(Pointing dataset excerpts)
"""
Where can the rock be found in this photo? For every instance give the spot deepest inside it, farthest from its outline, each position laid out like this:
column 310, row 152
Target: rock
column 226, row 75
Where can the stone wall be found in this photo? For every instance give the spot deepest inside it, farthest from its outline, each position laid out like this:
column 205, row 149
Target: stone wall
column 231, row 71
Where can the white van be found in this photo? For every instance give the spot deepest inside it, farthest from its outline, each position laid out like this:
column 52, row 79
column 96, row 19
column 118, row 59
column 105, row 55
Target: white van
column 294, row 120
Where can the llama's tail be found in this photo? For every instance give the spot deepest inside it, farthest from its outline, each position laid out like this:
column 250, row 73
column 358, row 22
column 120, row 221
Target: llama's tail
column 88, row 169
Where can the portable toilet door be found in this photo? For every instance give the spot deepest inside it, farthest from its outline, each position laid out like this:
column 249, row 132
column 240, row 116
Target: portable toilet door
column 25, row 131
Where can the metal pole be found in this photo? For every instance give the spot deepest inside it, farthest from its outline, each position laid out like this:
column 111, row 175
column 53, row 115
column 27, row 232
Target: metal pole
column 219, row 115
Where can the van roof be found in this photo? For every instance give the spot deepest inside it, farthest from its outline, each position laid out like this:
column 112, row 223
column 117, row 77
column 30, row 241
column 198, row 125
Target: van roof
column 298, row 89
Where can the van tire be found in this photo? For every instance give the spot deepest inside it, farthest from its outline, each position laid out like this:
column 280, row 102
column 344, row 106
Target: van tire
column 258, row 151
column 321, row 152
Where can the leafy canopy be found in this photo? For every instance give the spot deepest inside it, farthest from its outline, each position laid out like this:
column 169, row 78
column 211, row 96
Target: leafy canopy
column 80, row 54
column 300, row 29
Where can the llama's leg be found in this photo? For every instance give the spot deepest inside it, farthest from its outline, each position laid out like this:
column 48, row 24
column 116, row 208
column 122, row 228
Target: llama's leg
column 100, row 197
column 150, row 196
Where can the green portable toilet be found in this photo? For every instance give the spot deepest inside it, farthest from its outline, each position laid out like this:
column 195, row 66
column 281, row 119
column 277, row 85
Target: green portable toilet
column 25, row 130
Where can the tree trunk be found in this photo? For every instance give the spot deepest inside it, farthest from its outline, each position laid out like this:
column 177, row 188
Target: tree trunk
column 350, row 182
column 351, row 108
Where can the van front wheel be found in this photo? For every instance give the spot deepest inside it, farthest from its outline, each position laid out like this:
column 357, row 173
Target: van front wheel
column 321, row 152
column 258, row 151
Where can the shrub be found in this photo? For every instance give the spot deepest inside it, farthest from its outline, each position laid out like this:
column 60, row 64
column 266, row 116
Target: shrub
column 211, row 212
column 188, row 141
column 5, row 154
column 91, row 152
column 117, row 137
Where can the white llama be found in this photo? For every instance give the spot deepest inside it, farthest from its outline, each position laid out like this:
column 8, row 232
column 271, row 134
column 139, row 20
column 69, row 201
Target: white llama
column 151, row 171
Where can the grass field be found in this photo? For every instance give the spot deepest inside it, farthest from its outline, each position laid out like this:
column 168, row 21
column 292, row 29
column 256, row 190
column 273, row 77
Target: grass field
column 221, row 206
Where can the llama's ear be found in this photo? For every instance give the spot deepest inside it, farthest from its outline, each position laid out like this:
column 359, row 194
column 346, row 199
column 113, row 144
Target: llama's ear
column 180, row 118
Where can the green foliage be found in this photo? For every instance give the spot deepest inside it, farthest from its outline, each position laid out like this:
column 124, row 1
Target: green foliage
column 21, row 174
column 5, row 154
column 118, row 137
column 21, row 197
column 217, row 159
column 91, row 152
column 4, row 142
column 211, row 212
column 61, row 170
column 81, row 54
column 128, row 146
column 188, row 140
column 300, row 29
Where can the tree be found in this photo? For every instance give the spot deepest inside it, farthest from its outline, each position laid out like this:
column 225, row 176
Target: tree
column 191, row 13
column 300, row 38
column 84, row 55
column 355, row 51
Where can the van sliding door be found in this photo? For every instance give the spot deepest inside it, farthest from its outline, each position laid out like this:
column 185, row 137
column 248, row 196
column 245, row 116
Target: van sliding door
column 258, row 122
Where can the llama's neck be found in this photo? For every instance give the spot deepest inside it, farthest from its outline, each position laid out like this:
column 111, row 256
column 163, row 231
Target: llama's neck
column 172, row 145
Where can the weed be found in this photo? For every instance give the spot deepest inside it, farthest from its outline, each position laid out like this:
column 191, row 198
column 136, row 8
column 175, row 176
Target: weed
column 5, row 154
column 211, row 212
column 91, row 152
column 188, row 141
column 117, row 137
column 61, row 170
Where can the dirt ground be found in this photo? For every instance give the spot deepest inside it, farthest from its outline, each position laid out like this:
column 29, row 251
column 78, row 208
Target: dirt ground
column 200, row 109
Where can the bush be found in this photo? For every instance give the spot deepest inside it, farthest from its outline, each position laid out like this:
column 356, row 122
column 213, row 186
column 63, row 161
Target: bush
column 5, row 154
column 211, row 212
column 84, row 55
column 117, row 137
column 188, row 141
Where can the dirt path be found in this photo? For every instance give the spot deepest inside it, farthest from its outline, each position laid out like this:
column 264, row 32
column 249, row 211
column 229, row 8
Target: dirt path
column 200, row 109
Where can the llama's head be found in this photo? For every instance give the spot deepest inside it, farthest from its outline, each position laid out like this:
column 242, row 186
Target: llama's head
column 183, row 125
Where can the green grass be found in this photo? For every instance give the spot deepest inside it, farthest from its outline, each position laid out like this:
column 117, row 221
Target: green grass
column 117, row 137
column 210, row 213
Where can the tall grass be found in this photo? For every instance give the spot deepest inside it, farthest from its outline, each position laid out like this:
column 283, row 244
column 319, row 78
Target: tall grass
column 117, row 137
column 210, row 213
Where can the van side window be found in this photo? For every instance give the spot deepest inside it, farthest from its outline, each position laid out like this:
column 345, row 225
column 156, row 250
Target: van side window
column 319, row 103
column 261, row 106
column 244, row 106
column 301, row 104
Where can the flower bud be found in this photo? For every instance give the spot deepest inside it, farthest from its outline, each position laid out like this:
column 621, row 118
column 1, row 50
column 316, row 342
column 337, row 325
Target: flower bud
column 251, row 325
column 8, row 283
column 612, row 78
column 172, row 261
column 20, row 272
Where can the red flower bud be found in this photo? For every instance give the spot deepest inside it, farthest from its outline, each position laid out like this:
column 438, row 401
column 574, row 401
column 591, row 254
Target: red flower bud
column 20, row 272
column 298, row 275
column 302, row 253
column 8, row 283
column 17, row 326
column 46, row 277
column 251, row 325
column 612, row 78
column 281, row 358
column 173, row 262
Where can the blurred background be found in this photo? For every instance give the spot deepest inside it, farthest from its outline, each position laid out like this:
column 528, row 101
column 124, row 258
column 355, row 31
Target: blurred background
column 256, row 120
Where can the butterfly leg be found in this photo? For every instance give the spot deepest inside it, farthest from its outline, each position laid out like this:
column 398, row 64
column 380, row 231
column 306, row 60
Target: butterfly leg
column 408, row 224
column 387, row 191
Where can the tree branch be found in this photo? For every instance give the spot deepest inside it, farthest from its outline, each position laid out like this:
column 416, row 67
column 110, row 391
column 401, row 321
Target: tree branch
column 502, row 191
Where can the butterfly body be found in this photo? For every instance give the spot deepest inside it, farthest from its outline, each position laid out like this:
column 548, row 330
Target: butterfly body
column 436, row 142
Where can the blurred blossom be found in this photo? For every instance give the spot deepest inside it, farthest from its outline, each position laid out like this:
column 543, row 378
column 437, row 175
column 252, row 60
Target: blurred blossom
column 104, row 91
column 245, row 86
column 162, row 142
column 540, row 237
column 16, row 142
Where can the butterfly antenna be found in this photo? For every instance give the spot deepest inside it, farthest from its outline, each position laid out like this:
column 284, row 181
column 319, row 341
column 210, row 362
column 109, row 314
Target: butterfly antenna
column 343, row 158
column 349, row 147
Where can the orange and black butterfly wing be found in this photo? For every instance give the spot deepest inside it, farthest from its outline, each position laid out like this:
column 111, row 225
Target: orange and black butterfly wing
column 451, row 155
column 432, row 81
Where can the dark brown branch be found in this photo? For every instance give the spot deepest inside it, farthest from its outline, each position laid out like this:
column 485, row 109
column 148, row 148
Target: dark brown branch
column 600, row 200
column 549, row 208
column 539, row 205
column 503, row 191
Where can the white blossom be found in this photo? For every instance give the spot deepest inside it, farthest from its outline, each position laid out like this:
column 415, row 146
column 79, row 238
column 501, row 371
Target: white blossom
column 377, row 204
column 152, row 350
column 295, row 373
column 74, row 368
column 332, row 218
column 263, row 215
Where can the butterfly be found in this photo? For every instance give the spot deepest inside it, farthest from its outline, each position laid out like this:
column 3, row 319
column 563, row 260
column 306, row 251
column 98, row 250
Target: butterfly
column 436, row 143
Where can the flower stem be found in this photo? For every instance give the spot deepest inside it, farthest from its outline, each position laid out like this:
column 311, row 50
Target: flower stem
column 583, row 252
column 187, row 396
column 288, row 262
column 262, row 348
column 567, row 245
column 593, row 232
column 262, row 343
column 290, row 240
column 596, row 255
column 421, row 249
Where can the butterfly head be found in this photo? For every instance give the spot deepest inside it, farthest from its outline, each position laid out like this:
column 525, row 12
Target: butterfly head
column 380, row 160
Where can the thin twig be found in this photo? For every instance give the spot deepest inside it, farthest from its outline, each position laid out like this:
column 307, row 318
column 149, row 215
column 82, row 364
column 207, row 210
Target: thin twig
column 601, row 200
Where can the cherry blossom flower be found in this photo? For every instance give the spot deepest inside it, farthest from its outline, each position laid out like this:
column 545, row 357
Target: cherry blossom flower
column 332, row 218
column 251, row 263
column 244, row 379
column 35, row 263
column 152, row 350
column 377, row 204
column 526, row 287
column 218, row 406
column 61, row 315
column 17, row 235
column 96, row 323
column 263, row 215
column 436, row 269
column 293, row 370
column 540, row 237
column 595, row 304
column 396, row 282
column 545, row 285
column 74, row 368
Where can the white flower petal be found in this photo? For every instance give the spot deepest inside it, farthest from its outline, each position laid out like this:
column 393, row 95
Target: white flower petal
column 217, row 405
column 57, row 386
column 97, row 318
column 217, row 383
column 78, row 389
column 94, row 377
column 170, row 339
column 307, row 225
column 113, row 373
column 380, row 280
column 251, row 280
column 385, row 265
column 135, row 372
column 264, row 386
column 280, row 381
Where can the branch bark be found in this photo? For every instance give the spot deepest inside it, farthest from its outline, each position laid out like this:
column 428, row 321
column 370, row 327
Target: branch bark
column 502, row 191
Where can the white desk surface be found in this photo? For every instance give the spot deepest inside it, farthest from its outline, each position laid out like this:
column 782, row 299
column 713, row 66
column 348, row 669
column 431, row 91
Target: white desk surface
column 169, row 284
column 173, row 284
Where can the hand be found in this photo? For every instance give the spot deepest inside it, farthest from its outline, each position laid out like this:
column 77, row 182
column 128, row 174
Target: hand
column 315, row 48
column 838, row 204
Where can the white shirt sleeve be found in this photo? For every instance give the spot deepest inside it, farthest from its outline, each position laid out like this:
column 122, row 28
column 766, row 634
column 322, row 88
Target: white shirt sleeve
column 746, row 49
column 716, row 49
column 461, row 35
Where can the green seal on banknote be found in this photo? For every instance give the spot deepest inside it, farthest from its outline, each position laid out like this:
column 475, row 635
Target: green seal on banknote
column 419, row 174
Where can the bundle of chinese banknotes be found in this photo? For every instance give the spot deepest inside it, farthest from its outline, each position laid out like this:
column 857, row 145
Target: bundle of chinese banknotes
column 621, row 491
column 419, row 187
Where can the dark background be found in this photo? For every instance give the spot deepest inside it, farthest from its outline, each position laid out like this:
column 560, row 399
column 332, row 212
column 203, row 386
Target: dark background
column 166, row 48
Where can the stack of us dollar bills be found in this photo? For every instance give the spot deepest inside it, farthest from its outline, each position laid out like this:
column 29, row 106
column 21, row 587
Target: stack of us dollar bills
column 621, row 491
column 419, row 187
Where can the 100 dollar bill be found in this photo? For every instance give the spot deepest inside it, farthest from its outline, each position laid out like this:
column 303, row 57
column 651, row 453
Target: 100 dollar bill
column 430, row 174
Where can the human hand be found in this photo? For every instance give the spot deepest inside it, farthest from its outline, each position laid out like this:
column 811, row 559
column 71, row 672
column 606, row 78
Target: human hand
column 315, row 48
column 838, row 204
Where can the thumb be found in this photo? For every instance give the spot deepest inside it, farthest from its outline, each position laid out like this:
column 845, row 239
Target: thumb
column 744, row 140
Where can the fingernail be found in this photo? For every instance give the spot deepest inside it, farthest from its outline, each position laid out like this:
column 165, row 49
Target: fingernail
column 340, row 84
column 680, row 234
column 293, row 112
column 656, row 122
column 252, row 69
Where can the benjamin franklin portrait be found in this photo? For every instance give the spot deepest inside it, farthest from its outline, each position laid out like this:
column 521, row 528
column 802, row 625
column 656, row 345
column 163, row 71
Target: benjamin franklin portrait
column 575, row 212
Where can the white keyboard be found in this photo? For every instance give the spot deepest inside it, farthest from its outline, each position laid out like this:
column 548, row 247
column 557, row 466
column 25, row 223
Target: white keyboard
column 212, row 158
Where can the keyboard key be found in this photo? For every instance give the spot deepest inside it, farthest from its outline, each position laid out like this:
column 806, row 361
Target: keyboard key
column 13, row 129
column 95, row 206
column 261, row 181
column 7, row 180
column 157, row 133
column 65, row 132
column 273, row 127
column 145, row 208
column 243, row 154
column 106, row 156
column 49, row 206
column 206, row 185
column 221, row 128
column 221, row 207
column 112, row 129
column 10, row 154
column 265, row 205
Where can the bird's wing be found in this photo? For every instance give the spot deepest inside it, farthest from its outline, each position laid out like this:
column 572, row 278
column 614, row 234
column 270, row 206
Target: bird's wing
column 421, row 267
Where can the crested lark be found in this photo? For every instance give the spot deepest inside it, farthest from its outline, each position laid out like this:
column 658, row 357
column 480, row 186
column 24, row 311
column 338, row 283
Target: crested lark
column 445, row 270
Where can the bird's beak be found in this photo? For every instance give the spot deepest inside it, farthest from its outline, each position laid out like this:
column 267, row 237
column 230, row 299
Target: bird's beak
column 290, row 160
"""
* _REQUIREMENTS_
Quote only the lines from the line containing "Where can the crested" through the end of the entries, keeping the first and the last.

* _EXERCISE SOLUTION_
Where can the crested lark be found in this photo? For every instance give the spot deepest inside it, farthest from its outline, each position laid out like this:
column 658, row 357
column 480, row 186
column 24, row 311
column 338, row 283
Target: crested lark
column 445, row 270
Where can the bird's beak be found in this photo? For every instance give the spot deepest inside it, farthest from its outline, each position laid out like this:
column 267, row 237
column 230, row 299
Target: bird's beak
column 290, row 160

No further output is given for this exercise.